= İstenen =
Lütfen verilen metinde "Bu Fuat Tugay’la" ifadesinden "çok kaba davranıyormuş." ifadesine kadar olan bölümü hiç değiştirmeden kopyalayın.

Körfez’deki Araplar ise şundan çekiniyorlar. İran tekrar bölgenin jandarması mı oluyor? Batı’nın İran’la anlaşmasının nedenlerinin arasında o var. Baktığınız zaman İran, Yemen’den, Lübnan’a kadar Körfez ülkelerinde her yeri karıştırıyor. Lübnan’da, Suriye’de, Irak’ta Lübnan’da devlet onların elinde. Dolayısıyla Körfez ülkeleri, İran tarafından kuşatılma sendromuyla karşı karşıyalar. Bu Türkiye açısından da geçerli. Katar, Suudi Arabistan, Türkiye artık Batının ve ABD’nin eski dostları haline geliyor. İran Batı’nın yeni gözdesi haline geliyor. İsrail şaşırtmasın. Zaten İsrail, Filistinliler’i ezmek için İran meselesini kullandı. İran onun için bir korkuluk, bugüne kadar tersini görmedik.

MISIR BALTACI BİR DİPLOMASİ UYGULUYOR

Mısır, Türkiye büyükelçisinin ülkeyi terk etmesini istedi. Türkiye’de buna karşılık verdi. Darbeden sonra ilişkiler düzene oturmadı. 1954 yılında Cemal Abdülnasır’ın darbesi sonrası da böyle bir gelişme yaşanmış. Bu konuda ne söyleyeceksiniz?


Onu birçok sefer yazmışlar. Ali Özbek’in hatıratında da var. Mısır’daki kraliyet ailesinden biriyle evliymiş. Nasır toprak reformu yapınca arazileri müsadere etmiş ve Büyükelçi buna tepki göstermiş. Bu tepki üzerine Mısırlılar’da tepki göstermiş. Sadece o değil. Nasır döneminde gerçekten baltacı bir demokrasi oluşturulmuş. Yani tabiri caizse diplomaside baltacılık uygulanmış. Bu çerçevede bir çok Türk talebesi sınır dışı edilmiş. Emin Saraç Hoca bunlardan bir tanesi. Dolayısıyla 1954’de orada olan Türk büyükelçisi Fuat Tugay yanlış bir adım atmış olabilir. O normaldir. Bende o büyükelçi hakkında pek olumlu bilgiye rastlamadım. Nasır’ın davranışı baltacı bir anlayışı temsil ediyor. Bu diplomasi alanda baltacılıktan başka bir şey değil. Mısırlılar dünyanın en büyük baltacıları. Tarihte Hz. Osman’ın şehadetinde, Hz Ali’nin iktidarını pekiştirememesinin temel nedenleri arasında Mısırlı baltacılar var.

Bu Fuat Tugay’la alakalı olarak şöyle deniliyor, Ali Özbek’in hatırasında var, bu zat Kral Faruk’un yeğeniyle evliymiş. Mısır’da büyük imkânları varmış. Bir resepsiyonda Abdül Nasır’ı azarlamış, onunla tokalamamış, Cemal Abdül Nasır tepki göstermiş. Abdül Nasır Türkiye’ye de, “Bu sizin büyükelçiniz mi? Yoksa Hidiv ailesinin büyükelçisi mi?” diye mektup yazmış. Talebelere falan da çok kaba davranıyormuş.

= Veri alıntıları =
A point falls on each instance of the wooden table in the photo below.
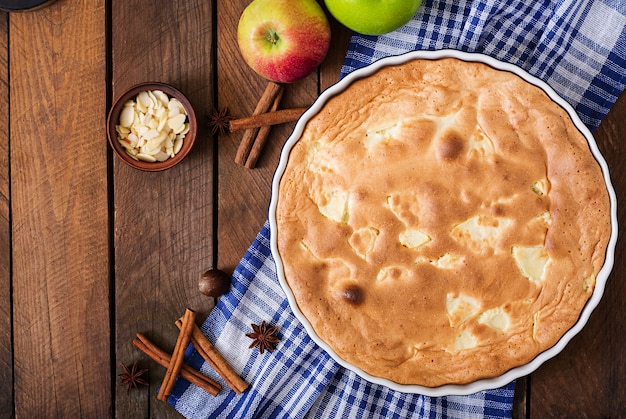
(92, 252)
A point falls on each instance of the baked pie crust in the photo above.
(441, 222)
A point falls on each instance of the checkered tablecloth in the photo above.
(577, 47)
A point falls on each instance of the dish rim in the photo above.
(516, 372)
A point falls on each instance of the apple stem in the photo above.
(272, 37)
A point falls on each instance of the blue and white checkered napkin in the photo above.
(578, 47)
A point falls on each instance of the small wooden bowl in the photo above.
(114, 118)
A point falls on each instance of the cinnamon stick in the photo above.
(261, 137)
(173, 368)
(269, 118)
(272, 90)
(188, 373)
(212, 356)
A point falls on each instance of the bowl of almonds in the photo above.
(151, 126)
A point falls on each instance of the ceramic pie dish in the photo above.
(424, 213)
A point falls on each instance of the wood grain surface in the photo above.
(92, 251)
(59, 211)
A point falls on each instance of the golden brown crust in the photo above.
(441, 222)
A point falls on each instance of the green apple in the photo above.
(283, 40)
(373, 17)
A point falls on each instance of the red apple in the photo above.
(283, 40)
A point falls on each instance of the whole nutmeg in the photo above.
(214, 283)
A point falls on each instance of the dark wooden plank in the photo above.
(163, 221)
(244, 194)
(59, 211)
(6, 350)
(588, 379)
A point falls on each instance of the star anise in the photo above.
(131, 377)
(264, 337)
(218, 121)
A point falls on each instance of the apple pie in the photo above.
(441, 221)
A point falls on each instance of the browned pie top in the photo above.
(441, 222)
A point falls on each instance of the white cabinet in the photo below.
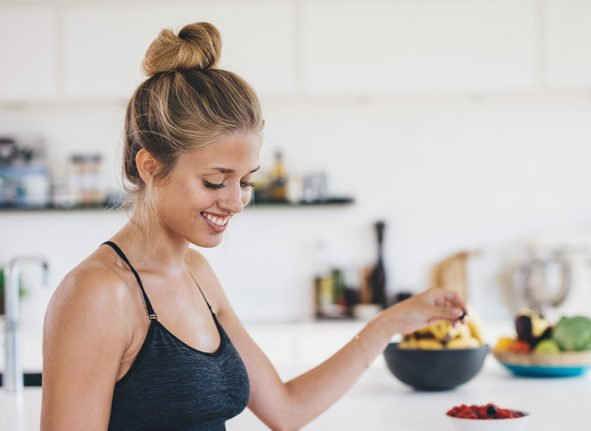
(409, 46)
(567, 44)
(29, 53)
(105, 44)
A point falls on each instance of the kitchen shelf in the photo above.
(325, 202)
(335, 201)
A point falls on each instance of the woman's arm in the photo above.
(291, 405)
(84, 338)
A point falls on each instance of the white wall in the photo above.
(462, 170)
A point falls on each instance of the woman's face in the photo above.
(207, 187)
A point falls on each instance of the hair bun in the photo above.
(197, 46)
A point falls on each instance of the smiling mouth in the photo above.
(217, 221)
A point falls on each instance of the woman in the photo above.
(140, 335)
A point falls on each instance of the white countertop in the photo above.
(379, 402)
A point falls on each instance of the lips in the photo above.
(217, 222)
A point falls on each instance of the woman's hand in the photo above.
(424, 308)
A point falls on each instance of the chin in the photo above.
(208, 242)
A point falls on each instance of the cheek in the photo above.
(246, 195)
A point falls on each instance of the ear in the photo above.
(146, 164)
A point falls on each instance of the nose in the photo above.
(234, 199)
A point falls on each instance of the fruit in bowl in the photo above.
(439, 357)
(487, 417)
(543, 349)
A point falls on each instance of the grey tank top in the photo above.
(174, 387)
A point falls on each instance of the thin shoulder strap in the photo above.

= Alıştırma yanıtı =
Bu Fuat Tugay’la alakalı olarak şöyle deniliyor, Ali Özbek’in hatırasında var, bu zat Kral Faruk’un yeğeniyle evliymiş. Mısır’da büyük imkânları varmış. Bir resepsiyonda Abdül Nasır’ı azarlamış, onunla tokalamamış, Cemal Abdül Nasır tepki göstermiş. Abdül Nasır Türkiye’ye de, “Bu sizin büyükelçiniz mi? Yoksa Hidiv ailesinin büyükelçisi mi?” diye mektup yazmış. Talebelere falan da çok kaba davranıyormuş.